> [AIM OF THE EXERCISE]:
List every line in the items below that contains the word "TASK", copying each line in full.

> [GIVEN DATA]:
========================
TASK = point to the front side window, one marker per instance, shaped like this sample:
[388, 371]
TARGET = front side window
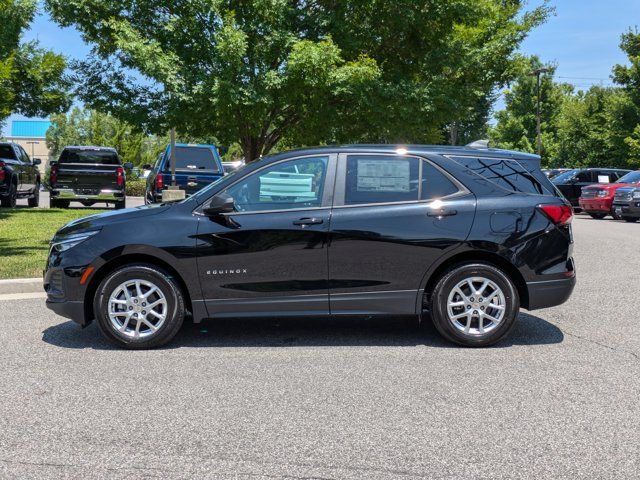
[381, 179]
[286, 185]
========================
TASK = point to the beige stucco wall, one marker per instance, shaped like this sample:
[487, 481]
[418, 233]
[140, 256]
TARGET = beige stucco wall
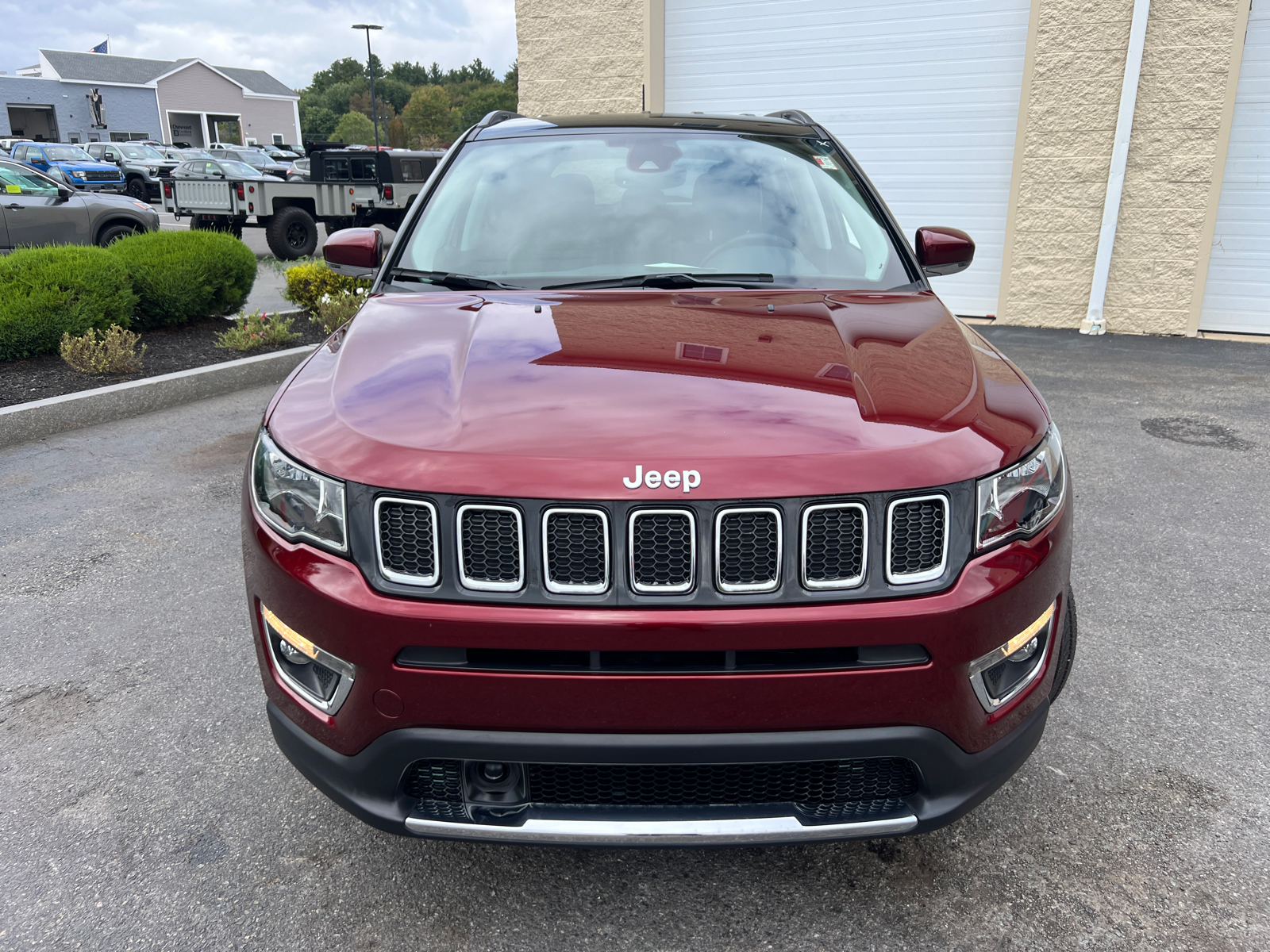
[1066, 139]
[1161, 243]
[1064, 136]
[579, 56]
========================
> [RESPONSE]:
TASK = point to the front side window, one marker per instance, shaped like this sample:
TASK = point to the beige stucco wall, one marker per instance, shaped like this sample:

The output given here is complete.